From the line containing "Please spot the dark gray" onward, retype each line of the entries below exactly, last line included.

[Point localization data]
_____
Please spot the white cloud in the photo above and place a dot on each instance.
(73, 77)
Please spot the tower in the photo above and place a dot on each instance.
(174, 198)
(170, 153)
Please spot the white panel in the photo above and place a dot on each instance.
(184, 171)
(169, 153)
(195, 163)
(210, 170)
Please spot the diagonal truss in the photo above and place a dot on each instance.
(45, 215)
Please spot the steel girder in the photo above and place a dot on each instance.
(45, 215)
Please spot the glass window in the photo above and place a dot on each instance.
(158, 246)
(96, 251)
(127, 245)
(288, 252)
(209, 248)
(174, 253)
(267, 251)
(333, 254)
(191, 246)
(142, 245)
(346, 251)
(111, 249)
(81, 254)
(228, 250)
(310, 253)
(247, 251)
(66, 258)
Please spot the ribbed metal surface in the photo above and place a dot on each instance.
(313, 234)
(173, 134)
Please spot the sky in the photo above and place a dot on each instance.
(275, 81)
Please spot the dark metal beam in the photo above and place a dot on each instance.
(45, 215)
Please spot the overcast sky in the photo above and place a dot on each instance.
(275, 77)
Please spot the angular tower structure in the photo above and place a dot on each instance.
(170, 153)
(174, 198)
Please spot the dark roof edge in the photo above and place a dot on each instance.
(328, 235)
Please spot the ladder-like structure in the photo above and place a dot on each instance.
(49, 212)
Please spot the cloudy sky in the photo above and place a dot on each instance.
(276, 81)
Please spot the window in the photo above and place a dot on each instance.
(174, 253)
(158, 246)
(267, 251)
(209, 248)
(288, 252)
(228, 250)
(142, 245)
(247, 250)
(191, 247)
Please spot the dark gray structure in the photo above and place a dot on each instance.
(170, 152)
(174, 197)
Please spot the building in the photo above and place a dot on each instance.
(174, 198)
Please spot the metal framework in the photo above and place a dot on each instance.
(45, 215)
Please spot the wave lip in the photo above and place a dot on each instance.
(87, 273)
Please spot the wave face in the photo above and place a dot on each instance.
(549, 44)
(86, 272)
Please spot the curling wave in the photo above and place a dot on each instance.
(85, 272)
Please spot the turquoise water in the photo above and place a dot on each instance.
_____
**WRITTEN RESPONSE:**
Please spot the dark gray structure in the photo above and place a dot on each instance.
(170, 152)
(174, 197)
Please spot the building in the photo above and place a dot on each instance.
(174, 198)
Please spot the metal framework in the photo above and place a dot on each instance.
(45, 215)
Please spot the wave lip in the photo above and place a dot on each instance.
(87, 273)
Please spot the wave face in the photo above and place a dot on each instance.
(549, 44)
(86, 272)
Please spot the curling wave in the photo above and place a dot on each instance.
(85, 272)
Please spot the turquoise water in the photo above and place a dot on each instance.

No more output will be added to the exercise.